=== Extract provided ===

BEGIN

The fact is that it is illegal to ask a woman to stop breastfeeding in public. Trust me, as someone who has fed babies all over the place, from the living room, to the pub, to the party, to the shopping centre, if you are offended by seeing a curve of nipple for literal seconds, you need to perhaps re-evaluate your priorities instead of blaming breastfeeding women for making you feel slightly uncomfortable about society's preoccupation with SEXY BOOBIES. Or, you know, join the anti-Page 3 lobby.
 **

Finally, the terrible and tragic case of Charlotte Bevan. Now, until the inquest, it won't be clear whether she was suffering from puerperal psychosis or 'just' struggled to cope with new motherhood. I put just in inverted commas, because the immediate postnatal period is a time of exceptional stress and emotional upheaval in every single new mother. The leading cause of maternal death is suicide, which should be shocking, yet oddly isn't. It doesn't matter whether it's your first baby or your seventh. It doesn't matter whether you have a history of mental health problems or not. However, with your first baby it is a more pronounced shock, because you're unprepared for the bodyshock, for the odd new emotions, for the responsibility. The key to getting through it is support, and unhappily, many new mothers don't get enough, I've discussed this ad nauseum before. The provision of mental health care during pregnancy and perinatally is rubbish. I suffered very poor mental health antenatally with my second child and received essentially no help except for my understanding GP whose hands were tied. Thankfully, I got better when he was born, not worse. It is a gamble the NHS should not be willing to take.
The Daily Mail, spawn of Satan that it is, wrote an article on how she lived in A NICE EXPENSIVE HOUSE, and had been listening to R Kelly before she went missing. All the papers have suggested NHS maternity wards need better security. They already have good security to keep out baby snatchers, but women who have just had babies are not prisoners. They need help, they need support, they need a lot of love from their families. They don't need locking up like criminals, moreso if they WANT to go home. I had to self discharge to get off the ward with my eldest child, because there was not enough staff to observe me during the day and discharge me, and then when they tried to send my husband home, I freaked out. There is nothing lonelier than being left alone all night in an alien environment with a new baby, with your partner sent away. This was not a sign of incipient madness, just a sign that I badly needed to get away from a cold, unpleasant ward with no privacy (they kept opening the curtains when I was trying to sleep - how does ANYONE sleep on a shared postnatal ward?) and home with my family. Perhaps this should be a spur to improve postnatal care, rather than a reason to exercise medical authority over women who don't want to be there.

The media are increasingly happy to demonise mothers in pursuit of clickbait, with Charlotte Bevan being a particularly poignant case. Politicians are quite willing to attack public breastfeeding (the indignity!) in order to try and win votes from their conservative brethren, rather than encourage something acknowledged worldwide to be a Good Thing. People are quite happy to sit on their high horse, judging alcoholic mothers for inadvertently breaking their children, rather than wondering why there was nothing anyone could do to help. They judge women for daring to er...feed their baby in public without the protection of a niqab or something. They judge a mentally unwell woman for killing herself and her child, rather than wondering why she was allowed to get SO sleep deprived, and where her support was.

Mothers are important. Be kind.

**It makes me sad that I have to add this to every feeding-related blog I write so I don't get attacked as some sort of breastfeeding nazi, but please feed your baby however you want. This isn't an attack on formula feeding, but an attack on people who think breastfeeding is obscene.

END

Answer these questions about the blog post on mothers:
(a) What does the writer call the leading cause of maternal death?
(b) Why did the writer have to self discharge from the ward with the eldest child?
(c) What does the closing note say the post is not an attack on?

=== Record extracts ===
BEGIN

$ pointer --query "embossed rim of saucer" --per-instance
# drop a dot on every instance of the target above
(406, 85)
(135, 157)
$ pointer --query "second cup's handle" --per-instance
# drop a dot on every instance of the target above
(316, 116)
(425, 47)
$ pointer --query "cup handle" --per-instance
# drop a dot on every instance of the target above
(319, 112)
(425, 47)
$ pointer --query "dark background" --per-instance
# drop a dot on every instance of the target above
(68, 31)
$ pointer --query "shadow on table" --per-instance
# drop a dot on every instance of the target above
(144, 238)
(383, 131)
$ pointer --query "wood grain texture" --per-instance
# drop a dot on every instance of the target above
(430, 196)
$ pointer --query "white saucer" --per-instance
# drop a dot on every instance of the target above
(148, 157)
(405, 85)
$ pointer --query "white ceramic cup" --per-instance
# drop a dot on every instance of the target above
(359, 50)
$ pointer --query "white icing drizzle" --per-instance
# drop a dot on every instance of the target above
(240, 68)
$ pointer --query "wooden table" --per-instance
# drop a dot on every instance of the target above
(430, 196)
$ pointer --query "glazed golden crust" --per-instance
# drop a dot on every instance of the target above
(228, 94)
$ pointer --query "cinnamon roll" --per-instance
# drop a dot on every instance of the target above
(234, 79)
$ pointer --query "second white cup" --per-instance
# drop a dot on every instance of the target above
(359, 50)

END

=== Reply ===
(a) Suicide.
(b) There was not enough staff to observe the writer during the day and carry out the discharge.
(c) Formula feeding.